• Tareas pendientes
[1] Según el fragmento sobre la educación, ¿qué llegó a exclamar Sócrates?
[2] Prosiga el fragmento sobre la educación a partir de su última oración.

*** Fragmento del documento

Si en la familia recibimos el legado de unos principios y unas pautas de comportamiento que aún de manera imperceptible han de inspirar necesariamente nuestra vida, la escuela será el complemente indispensable y el lugar que nos permita descubrir la grandeza del saber. También la inmensidad de la duda, pues, como rezaba el anónimo proverbio, cuanto más sé, más dudas tengo. Hasta el gran Sócrates llegó a exclamar aquel “solo sé que no sé nada”. De ahí la importancia del buen educador. Esa persona que cada año tiene un año más, mientras sus alumnos tienen siempre dieciocho. Cómo no va a conquistar nuestra comprensión y benevolencia esa permanente respuesta a la exigencia, esa constante invitación al estudio a la que cada día responde el diligente maestro con dedicación y esfuerzo.

Y es que, permaneciendo inmutable el deseo de saber y la obligación de prestarlo, cada día es más ardua la tarea de llevar de la mano a las nuevas generaciones por los escarpados caminos de las ciencias y las letras. Pues son más proclives a ser estimuladas que a recibir una instrucción. Recordemos, además, que el niño al convertirse en alumno es todavía un militar consentido y a la vez con mando en plaza, por lo que abordar su alcazaba exigirá sabiduría, pero también constancia, tenacidad y obviamente una gran dosis de paciencia.

******
*** Entradas

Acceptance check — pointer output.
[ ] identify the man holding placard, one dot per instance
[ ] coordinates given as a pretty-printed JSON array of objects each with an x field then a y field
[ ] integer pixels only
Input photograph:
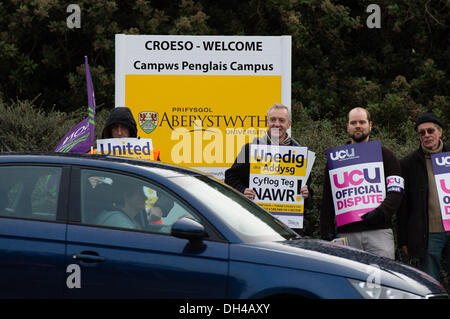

******

• En respuesta
[1] Sócrates llegó a exclamar: “solo sé que no sé nada”.

[2]
Convengo por ello que la educación ha de ser una inapelable convergencia de voluntades y esfuerzos de enseñantes y educandos, pero también de toda una sociedad que aspire a la excelencia. Y no tengo seguro que en nuestro país la contribución iguale a la exigencia. Somos más de reivindicar que de ofrecer, aunque nos desnude la sinrazón o el desdoro.

Acude a mí el pensar si la creciente brecha que el tiempo acaba por abrir entre profesor y estudiante, no sea la misma que aprecio entre mi primera generación y la que hoy habito, y de la que empiezo a sentirme un incómodo y desconcertado invitado.

Era mi promoción la de gentes que amaban a conciencia y corazón, sin dobleces ni esperas. A su familia, a sus amigos, a sus gentes, su país, su himno, sus colores; pero sin abdicar jamás de la aspiración a una sana y abierta convivencia.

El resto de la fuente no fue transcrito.